- **DATA LISTING**:

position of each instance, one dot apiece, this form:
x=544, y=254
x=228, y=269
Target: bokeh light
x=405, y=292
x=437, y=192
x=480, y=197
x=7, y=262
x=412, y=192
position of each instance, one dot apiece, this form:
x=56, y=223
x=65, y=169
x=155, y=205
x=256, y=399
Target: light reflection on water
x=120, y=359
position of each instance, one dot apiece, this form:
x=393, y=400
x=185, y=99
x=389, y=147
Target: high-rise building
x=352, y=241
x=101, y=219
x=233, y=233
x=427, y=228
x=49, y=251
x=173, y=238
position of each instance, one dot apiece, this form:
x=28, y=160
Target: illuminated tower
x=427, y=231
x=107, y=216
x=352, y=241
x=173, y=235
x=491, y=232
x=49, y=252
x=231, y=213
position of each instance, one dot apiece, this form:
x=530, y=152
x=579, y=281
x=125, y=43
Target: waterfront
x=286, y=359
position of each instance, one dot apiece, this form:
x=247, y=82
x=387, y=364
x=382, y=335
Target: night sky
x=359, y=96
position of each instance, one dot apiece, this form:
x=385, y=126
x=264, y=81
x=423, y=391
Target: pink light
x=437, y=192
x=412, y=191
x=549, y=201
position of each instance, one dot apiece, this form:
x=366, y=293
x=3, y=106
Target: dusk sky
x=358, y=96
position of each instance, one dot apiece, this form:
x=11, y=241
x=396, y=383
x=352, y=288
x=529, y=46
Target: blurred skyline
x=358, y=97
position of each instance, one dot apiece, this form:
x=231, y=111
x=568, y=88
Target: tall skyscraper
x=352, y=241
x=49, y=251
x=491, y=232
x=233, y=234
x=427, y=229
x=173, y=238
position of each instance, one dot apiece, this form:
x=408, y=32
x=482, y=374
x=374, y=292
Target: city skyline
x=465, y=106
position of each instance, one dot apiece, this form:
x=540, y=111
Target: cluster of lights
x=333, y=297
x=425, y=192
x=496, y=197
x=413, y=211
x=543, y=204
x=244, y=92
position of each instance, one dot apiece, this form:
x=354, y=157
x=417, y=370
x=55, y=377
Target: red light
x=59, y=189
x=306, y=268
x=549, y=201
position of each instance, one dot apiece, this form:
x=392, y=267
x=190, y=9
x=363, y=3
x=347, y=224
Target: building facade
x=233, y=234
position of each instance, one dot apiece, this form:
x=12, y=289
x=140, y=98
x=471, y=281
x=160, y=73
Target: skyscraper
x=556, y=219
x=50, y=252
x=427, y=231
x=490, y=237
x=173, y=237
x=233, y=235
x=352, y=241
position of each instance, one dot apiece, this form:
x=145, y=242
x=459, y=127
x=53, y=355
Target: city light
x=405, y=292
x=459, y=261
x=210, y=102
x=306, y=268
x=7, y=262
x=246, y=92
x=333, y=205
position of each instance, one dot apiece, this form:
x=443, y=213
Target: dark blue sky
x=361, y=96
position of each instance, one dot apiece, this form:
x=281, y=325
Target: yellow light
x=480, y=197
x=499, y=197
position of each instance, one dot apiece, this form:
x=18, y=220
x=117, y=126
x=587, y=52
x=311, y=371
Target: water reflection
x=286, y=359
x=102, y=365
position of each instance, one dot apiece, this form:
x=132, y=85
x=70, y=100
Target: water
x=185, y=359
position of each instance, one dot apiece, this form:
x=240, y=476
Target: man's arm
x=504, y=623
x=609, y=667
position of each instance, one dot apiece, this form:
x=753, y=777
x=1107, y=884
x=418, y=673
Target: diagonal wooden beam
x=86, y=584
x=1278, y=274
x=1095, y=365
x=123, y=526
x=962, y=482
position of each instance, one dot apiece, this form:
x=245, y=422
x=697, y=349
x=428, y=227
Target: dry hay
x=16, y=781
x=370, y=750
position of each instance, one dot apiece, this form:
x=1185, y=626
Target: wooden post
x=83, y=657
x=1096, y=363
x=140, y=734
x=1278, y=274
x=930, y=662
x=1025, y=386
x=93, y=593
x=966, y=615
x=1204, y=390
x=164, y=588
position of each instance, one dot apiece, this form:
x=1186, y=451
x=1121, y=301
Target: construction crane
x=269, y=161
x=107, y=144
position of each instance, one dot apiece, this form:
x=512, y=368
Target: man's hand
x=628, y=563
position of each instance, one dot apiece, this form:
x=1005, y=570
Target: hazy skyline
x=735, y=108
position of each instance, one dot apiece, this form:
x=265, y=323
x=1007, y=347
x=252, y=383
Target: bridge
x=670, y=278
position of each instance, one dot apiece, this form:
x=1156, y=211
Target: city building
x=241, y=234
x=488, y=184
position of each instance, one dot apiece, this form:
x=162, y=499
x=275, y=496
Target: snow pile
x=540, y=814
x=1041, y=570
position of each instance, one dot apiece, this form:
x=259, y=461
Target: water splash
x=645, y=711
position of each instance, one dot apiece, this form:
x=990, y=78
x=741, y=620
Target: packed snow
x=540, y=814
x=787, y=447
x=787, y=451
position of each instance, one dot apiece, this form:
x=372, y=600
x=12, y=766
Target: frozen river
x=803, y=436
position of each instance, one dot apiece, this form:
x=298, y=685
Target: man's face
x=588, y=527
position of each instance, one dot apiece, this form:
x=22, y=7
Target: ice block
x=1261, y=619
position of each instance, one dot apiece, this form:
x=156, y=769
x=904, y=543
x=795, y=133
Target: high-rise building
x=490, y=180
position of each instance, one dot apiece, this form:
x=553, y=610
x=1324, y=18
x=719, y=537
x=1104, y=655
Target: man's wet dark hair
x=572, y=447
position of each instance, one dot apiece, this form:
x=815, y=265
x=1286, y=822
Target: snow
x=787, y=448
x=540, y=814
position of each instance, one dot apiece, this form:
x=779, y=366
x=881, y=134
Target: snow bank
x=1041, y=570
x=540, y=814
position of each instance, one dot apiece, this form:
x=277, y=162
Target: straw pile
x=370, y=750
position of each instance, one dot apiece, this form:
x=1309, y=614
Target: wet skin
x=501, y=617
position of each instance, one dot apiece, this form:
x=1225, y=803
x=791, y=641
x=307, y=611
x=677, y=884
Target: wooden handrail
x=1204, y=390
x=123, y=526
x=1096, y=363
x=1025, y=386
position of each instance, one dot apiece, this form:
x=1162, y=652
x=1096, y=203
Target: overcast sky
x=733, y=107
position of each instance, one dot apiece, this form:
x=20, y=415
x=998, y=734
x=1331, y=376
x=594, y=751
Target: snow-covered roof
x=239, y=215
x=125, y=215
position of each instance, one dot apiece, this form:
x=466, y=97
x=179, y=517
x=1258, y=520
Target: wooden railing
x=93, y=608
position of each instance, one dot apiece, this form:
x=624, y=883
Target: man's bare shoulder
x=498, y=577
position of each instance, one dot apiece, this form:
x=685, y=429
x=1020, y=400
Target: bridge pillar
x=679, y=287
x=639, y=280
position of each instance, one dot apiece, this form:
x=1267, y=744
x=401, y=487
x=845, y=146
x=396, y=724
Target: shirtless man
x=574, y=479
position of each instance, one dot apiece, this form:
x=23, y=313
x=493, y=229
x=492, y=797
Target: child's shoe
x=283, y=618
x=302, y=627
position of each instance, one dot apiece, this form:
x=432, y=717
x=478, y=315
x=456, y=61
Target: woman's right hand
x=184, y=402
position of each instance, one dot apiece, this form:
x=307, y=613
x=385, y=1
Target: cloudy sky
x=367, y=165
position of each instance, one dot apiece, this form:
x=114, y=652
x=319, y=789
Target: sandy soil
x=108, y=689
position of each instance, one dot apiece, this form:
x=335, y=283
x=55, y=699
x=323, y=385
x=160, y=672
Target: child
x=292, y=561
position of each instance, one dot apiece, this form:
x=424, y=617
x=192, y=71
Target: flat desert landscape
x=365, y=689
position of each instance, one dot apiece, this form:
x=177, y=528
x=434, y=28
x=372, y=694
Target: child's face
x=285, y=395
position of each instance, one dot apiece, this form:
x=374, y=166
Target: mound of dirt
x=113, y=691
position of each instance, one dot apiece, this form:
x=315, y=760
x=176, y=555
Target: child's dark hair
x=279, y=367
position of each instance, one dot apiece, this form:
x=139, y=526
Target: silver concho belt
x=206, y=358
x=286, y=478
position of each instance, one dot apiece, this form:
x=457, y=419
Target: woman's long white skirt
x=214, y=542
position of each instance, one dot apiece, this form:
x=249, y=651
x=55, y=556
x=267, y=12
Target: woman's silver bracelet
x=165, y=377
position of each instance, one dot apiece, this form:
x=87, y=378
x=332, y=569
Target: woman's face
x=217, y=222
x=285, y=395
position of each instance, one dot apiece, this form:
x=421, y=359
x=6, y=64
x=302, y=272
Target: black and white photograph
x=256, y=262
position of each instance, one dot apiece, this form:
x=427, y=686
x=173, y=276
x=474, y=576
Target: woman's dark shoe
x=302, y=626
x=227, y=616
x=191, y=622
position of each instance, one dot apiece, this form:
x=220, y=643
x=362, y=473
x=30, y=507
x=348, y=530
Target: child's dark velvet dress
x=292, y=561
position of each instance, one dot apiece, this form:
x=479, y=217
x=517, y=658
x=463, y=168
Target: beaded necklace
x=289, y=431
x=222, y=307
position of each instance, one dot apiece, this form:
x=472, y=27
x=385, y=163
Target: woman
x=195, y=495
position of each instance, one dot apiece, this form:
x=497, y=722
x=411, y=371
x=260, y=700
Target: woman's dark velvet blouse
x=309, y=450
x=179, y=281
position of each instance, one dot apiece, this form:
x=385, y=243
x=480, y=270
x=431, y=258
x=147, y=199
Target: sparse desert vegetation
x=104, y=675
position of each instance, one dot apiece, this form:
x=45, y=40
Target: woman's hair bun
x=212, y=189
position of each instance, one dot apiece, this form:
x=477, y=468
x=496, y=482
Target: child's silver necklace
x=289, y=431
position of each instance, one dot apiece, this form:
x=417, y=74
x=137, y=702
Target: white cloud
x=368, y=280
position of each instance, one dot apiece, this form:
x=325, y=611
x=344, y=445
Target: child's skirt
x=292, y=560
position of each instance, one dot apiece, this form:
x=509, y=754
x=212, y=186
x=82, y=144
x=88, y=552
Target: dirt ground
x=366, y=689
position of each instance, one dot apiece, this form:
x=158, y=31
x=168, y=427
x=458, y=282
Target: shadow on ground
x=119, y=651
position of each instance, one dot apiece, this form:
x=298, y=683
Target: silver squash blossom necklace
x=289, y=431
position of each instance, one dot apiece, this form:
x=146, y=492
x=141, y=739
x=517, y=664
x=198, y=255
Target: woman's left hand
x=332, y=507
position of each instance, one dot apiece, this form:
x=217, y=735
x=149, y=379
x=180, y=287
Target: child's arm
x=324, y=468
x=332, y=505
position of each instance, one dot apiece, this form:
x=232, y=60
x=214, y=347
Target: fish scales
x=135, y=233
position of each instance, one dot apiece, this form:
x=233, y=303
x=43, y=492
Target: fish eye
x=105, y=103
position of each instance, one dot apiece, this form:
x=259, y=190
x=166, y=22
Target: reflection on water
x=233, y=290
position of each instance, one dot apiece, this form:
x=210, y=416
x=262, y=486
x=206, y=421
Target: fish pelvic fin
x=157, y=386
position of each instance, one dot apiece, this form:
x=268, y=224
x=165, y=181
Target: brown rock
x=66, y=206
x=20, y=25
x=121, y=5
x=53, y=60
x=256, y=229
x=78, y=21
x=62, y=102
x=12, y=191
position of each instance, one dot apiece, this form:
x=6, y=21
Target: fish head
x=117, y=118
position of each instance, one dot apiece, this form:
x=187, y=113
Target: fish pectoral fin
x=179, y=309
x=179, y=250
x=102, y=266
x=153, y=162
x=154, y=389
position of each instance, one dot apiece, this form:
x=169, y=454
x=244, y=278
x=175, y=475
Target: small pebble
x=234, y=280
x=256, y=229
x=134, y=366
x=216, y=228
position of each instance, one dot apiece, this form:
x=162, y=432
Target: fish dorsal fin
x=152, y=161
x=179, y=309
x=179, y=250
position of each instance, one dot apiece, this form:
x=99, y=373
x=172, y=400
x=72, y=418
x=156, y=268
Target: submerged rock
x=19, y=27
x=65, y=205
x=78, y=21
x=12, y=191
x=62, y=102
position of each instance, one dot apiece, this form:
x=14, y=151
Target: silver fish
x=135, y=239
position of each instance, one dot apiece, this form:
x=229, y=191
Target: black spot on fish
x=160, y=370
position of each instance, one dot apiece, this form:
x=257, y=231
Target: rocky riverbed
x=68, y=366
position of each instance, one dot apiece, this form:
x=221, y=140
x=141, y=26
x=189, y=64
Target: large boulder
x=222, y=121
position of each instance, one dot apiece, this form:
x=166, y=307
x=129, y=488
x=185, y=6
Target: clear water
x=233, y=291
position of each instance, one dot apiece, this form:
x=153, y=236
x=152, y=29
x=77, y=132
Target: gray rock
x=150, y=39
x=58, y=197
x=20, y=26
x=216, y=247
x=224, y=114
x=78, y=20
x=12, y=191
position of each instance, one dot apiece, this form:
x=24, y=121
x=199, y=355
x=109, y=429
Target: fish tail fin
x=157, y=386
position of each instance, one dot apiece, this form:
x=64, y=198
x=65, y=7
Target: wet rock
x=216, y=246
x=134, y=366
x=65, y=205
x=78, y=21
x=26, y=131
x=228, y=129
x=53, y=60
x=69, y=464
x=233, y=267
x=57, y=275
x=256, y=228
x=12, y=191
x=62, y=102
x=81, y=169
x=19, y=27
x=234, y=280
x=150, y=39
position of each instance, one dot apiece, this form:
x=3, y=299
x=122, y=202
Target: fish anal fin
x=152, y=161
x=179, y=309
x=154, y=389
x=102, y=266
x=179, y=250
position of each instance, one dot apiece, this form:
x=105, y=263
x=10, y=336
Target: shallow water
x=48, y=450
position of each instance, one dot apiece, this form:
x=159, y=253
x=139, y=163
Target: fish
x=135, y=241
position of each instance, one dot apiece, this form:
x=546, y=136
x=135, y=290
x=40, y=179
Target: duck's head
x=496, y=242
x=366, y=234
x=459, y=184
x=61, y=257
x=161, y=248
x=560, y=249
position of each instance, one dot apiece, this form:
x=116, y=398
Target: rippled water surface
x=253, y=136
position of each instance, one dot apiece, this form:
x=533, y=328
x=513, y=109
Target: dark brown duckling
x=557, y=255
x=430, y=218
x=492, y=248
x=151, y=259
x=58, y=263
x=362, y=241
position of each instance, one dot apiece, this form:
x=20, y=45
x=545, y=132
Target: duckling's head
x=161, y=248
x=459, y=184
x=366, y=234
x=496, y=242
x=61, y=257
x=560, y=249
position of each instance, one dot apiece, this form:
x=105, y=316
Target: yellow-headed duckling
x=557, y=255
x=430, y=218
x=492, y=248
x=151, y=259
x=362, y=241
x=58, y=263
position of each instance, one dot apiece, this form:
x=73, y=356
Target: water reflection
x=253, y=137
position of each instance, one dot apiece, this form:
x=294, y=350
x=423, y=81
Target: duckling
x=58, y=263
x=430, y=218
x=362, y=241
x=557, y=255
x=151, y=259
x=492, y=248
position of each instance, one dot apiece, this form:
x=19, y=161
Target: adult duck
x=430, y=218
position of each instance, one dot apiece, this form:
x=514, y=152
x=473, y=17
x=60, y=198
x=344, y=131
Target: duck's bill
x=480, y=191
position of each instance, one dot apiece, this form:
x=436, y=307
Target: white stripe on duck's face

- **EXERCISE BRIEF**: Write the opening line of the data above and every line after it, exactly, stopping once you have written the line with "x=256, y=399".

- **ANSWER BOX**:
position of each instance, one dot apiece, this form:
x=544, y=254
x=228, y=269
Target: bokeh light
x=405, y=292
x=437, y=192
x=480, y=197
x=7, y=262
x=412, y=192
position of each instance, one dot apiece, this form:
x=56, y=223
x=65, y=169
x=155, y=205
x=256, y=399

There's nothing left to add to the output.